JOB A — In the excerpt on Deep Freeze and First Defense ISR, which company is named as the only distributor of First Defense ISR?

EXCERPT TO READ —
————

The programs below uses *lockdown*. Lockdown, pertains to a state of containment or a restriction of progression. You could almost say that it freezes time.

Deep Freeze  - 'locks down' the system but doesn't use virtualization.Deep Freeze = locked volume content, changes revert on restart, can only change content in a thawed state. Once changed in a thawed state, that's the content moving forward. Deep Freeze instantly protects and preserves baseline computer configurations. No matter what changes a user makes to a workstation, simply restart to eradicate all changes and reset the computer to its original state - right down to the last byte.

First Defense ISR = Take system snapshots (akin to snapshots on a VM) and boot to any of them. Any snapshot can be used as a live system. Can revert to any previous snapshot state. Think of it as akin to keeping an online jukebox of system drives and being able to choose anyone you want via a preboot menu. Downside is that the current program is being replaced by the only distributor of the product (Horizon Data Systems) with a version that allows retention of a single snapshot only. More mass market potential. Also, freeze option (similar to deep freeze) is gone on current HDS release. I think they stop selling the full FD-ISR Workstation at the end of this month

Both work. DeepFeeze is designed for a static system with forced restoration on any restart and takes minimal HDD space. FirstDefense-ISR is designed for immediate restoration of a dynamic system in which states are preserved across restarts, but can be bumped by a forced snapshot change or restoration. Snapshots take a bit of space (a few to maybe 10 GB depending on what your machine looks like and how you take a snapshot). Cost per seat is different as well.

————

ENTRIES SHOWN —
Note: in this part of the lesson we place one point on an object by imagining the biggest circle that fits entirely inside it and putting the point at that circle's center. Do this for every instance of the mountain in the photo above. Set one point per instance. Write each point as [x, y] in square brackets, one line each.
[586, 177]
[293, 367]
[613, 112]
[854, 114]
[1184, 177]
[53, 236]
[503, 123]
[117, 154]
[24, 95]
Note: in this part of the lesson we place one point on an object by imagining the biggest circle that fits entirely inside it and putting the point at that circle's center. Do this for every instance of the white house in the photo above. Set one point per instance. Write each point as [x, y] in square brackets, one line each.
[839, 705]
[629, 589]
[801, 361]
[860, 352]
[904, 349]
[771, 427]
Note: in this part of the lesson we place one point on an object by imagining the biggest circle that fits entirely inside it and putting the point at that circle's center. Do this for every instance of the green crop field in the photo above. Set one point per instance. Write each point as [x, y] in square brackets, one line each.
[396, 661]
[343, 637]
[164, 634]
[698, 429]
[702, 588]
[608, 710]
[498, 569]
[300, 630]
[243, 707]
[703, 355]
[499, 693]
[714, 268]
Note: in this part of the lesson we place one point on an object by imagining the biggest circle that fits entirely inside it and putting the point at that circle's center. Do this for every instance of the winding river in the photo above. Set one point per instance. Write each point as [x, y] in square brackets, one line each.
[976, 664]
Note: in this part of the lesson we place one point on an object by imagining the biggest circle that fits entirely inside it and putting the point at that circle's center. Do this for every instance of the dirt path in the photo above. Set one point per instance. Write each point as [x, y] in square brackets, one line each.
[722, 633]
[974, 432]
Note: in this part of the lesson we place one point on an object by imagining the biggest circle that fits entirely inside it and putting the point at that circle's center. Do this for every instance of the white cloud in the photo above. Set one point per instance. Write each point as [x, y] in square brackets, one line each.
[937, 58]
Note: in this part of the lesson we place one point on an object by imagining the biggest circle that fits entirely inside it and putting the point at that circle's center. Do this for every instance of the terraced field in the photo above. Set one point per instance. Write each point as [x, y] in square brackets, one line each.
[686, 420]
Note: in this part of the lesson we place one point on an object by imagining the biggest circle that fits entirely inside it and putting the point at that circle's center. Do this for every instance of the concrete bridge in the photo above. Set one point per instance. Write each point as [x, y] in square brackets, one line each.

————

JOB B — Rewrite the listing starting with the line that contains "the white cloud" and going on through the end of the listing, requests included. In the answers, multiply each point coordinate by 2 and round it to a whole number, with halves rounding up.

EXERCISE ANSWER A — Horizon Data Systems

EXERCISE ANSWER B —
Note: in this part of the lesson we place one point on an object by imagining the biggest circle that fits entirely inside it and putting the point at that circle's center. Do this for every instance of the white cloud in the photo above. Set one point per instance. Write each point as [x, y] in square brackets, one line each.
[1874, 116]
Note: in this part of the lesson we place one point on an object by imagining the biggest circle that fits entirely inside it and putting the point at that circle's center. Do this for every instance of the terraced field in the photo above. Set one point per instance. Write each point as [x, y] in square brackets, one line each.
[1372, 840]
Note: in this part of the lesson we place one point on an object by imagining the biggest circle that fits entirely inside it and putting the point at that circle's center. Do this for every instance of the concrete bridge in the photo above. Set one point per instance. Write each point as [x, y] in square brackets, one line each.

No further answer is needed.